### SHORT TASK
Starting at the beginning of the items and ending at the line that contains "0,70,16,315", output each nonblank line as a row in a Markdown table with the columns No. and Line. Leave the pictures out of the table.

### Image items on named regions
####################
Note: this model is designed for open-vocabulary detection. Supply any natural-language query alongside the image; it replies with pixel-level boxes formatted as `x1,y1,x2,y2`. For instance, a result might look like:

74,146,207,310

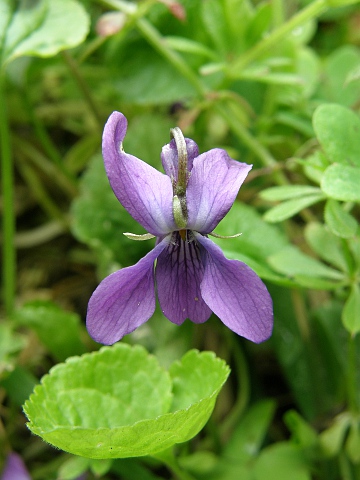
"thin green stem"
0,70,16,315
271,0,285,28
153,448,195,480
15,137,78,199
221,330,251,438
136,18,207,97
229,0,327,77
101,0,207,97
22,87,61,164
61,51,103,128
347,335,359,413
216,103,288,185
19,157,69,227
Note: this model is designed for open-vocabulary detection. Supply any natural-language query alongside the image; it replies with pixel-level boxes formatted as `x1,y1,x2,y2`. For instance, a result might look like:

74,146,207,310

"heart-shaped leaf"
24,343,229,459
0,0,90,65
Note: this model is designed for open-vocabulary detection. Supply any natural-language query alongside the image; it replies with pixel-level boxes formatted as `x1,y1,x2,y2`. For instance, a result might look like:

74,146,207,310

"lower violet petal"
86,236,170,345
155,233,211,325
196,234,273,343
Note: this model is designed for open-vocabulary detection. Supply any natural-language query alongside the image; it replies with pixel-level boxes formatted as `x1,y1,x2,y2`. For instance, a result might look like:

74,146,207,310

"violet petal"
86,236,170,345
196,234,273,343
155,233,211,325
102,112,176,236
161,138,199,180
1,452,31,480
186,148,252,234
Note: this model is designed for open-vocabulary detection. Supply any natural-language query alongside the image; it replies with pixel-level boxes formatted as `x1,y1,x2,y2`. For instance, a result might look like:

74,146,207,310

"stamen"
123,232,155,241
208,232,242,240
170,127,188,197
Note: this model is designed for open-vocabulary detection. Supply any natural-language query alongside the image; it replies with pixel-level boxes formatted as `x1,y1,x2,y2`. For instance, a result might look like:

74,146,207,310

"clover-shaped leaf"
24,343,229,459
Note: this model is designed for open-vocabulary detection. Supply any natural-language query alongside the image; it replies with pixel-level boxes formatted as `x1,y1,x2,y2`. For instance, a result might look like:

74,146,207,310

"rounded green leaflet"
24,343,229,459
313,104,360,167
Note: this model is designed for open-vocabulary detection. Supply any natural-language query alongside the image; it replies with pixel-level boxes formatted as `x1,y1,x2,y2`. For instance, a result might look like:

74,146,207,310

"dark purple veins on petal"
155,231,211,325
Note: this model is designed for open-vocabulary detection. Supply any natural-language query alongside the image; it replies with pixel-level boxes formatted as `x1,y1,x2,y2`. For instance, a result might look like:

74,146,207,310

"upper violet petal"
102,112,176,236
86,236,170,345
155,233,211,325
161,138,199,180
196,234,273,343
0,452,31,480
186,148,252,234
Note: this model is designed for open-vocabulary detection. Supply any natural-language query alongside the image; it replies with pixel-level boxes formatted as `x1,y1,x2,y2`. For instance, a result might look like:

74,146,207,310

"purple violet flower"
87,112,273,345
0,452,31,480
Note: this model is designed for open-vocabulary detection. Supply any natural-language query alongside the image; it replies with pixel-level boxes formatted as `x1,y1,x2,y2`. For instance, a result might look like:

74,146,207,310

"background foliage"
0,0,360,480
####################
### WRITTEN SOLUTION
| No. | Line |
|---|---|
| 1 | Note: this model is designed for open-vocabulary detection. Supply any natural-language query alongside the image; it replies with pixel-level boxes formatted as `x1,y1,x2,y2`. For instance, a result might look like: |
| 2 | 74,146,207,310 |
| 3 | "thin green stem" |
| 4 | 0,70,16,315 |